Data records »
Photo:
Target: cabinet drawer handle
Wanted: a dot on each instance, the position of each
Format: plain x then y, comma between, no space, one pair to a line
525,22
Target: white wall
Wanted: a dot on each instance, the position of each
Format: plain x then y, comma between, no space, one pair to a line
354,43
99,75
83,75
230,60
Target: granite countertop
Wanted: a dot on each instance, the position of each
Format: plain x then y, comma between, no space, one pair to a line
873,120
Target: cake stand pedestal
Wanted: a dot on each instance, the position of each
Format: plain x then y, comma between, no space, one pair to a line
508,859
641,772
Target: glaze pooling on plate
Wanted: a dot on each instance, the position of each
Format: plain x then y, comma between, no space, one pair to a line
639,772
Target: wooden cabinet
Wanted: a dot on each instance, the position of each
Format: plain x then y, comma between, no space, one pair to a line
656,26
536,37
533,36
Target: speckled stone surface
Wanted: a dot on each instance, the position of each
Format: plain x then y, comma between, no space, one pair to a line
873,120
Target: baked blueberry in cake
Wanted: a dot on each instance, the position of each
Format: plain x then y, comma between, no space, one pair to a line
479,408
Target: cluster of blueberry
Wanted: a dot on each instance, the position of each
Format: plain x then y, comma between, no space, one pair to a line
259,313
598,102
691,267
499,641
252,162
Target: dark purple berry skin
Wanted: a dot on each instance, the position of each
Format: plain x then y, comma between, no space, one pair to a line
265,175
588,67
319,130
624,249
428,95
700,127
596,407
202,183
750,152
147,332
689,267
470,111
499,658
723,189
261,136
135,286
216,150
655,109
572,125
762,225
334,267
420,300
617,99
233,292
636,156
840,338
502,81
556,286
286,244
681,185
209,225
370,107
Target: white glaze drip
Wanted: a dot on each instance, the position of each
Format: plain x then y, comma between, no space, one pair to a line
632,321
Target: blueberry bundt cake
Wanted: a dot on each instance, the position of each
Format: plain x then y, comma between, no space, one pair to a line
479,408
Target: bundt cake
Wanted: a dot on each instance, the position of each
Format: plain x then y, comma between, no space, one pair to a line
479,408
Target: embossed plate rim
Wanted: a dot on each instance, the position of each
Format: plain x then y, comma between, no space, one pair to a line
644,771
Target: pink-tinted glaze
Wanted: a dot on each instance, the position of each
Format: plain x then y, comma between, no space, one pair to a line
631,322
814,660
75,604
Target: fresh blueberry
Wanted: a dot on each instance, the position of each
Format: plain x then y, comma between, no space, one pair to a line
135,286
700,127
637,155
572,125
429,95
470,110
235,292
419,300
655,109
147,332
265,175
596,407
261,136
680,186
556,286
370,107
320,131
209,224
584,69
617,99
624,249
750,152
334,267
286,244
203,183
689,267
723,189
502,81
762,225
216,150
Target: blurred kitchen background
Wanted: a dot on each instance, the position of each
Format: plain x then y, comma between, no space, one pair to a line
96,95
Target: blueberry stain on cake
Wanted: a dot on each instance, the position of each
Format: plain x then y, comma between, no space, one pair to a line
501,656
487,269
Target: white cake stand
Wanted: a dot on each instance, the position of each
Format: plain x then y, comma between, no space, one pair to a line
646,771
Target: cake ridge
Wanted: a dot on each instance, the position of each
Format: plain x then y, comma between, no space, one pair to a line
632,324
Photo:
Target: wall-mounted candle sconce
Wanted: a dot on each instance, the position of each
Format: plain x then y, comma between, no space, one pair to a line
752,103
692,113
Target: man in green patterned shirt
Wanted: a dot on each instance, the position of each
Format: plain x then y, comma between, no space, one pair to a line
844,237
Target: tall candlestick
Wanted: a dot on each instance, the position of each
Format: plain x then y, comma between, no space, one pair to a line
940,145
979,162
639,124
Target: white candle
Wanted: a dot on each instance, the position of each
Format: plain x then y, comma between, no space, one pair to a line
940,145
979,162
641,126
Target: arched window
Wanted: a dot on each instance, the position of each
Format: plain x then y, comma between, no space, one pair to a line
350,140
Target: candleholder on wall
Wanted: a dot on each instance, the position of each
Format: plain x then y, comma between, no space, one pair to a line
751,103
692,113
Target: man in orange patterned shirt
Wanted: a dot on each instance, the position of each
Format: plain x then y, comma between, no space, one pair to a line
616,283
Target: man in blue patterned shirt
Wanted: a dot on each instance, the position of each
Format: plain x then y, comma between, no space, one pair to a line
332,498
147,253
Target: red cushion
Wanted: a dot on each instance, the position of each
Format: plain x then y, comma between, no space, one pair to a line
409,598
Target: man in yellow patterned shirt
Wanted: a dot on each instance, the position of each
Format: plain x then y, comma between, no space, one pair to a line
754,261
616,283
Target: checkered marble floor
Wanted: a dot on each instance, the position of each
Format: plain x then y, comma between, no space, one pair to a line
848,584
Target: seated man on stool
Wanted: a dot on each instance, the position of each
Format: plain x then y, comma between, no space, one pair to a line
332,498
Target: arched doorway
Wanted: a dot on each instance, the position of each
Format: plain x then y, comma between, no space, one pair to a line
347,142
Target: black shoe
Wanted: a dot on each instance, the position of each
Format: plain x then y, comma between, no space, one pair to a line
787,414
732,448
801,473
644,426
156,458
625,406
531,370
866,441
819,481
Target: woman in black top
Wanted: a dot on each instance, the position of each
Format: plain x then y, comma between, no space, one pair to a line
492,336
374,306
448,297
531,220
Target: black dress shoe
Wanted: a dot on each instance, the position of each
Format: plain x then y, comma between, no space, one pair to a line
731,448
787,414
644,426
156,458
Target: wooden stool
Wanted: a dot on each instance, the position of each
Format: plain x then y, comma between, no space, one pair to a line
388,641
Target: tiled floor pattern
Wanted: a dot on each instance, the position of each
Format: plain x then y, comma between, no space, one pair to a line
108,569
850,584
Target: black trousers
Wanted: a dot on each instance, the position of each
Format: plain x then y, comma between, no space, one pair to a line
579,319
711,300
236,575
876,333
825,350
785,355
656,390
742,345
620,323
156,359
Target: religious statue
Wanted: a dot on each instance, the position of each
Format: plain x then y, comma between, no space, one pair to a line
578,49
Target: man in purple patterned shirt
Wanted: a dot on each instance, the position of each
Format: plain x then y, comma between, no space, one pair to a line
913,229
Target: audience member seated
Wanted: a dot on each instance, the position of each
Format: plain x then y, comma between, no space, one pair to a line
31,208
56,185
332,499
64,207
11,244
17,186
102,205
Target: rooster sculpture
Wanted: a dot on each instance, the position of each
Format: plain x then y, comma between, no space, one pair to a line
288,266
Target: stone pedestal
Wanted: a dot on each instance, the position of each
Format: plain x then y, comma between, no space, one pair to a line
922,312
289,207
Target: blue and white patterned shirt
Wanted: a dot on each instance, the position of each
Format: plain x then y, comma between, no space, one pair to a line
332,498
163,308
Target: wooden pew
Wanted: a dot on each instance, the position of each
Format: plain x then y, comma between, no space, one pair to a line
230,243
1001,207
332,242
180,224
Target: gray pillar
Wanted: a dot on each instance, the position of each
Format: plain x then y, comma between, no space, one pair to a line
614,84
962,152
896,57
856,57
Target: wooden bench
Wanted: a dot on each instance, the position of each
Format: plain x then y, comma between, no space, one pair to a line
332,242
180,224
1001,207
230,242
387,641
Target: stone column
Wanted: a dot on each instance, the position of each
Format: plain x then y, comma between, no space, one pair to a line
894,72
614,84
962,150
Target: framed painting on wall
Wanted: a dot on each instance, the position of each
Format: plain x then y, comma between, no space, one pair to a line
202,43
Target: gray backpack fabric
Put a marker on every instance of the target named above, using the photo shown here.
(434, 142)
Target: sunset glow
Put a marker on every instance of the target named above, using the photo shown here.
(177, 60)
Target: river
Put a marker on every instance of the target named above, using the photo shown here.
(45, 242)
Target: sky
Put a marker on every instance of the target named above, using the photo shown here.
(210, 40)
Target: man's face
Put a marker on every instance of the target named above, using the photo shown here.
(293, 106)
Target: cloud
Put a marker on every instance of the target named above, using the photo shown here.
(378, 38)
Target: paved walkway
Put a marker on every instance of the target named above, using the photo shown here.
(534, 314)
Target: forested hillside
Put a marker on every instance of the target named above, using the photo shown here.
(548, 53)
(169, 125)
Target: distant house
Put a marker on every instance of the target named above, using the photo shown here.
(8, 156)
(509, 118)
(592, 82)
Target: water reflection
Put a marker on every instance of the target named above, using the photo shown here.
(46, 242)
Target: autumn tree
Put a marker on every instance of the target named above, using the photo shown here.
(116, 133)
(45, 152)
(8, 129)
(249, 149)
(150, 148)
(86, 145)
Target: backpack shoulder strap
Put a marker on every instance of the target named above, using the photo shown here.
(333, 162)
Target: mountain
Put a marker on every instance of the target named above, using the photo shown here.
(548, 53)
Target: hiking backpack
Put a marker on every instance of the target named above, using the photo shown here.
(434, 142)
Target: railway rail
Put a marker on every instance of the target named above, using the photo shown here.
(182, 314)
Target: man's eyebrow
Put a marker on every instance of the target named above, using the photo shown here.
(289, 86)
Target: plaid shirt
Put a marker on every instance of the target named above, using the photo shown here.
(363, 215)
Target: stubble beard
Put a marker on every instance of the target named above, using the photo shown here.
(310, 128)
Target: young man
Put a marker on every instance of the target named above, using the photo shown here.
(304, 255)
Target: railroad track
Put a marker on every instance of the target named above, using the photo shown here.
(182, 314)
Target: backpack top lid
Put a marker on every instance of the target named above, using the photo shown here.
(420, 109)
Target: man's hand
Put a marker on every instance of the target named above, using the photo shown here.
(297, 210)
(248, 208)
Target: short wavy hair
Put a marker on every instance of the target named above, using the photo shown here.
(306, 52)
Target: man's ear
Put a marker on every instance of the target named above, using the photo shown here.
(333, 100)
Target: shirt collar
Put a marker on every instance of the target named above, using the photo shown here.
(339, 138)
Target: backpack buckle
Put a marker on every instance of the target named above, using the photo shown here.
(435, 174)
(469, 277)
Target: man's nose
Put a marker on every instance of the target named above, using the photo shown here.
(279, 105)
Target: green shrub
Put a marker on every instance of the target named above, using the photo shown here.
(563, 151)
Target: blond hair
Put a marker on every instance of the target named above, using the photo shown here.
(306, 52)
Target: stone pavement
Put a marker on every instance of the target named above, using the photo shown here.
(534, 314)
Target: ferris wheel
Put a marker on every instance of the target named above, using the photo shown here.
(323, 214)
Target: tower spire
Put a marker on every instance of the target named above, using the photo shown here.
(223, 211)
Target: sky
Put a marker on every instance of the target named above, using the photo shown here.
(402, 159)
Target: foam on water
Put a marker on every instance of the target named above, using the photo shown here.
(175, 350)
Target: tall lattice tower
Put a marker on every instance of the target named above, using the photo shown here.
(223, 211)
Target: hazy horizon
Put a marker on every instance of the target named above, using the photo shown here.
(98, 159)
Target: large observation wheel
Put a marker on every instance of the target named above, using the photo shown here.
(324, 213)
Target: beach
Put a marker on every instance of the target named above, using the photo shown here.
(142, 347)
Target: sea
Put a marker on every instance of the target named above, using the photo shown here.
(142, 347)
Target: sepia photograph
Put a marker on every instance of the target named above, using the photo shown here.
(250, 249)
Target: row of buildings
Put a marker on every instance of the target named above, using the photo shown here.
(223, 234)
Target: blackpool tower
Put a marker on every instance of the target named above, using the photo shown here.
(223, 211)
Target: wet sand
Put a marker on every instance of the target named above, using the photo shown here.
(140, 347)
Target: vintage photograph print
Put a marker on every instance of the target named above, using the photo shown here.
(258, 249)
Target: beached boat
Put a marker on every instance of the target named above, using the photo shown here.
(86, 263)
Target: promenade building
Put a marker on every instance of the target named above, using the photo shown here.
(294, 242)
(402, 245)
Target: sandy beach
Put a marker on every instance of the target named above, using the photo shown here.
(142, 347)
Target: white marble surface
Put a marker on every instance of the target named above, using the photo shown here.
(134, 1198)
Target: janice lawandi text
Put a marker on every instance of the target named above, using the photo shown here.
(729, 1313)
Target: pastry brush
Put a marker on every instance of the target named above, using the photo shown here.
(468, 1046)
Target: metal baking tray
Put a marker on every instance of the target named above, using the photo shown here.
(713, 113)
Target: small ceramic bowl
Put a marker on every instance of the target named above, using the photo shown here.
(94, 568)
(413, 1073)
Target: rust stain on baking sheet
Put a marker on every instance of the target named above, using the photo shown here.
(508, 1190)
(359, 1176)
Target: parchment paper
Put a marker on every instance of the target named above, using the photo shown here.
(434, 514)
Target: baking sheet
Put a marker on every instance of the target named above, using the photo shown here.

EXERCISE DESCRIPTION » Print exactly the lines above, between the one holding "Target: beached boat" and the one holding "Target: white marble surface", inclusive, and nothing besides.

SOLUTION FOR THIS TASK »
Target: beached boat
Put a marker on every instance of the target named above, using the photo shown here.
(86, 263)
Target: promenade building
Put a marker on every instance of the target named above, using the photo shown here.
(294, 242)
(402, 245)
Target: sandy beach
Put a marker on every instance of the target named above, using the photo shown here.
(142, 347)
Target: white marble surface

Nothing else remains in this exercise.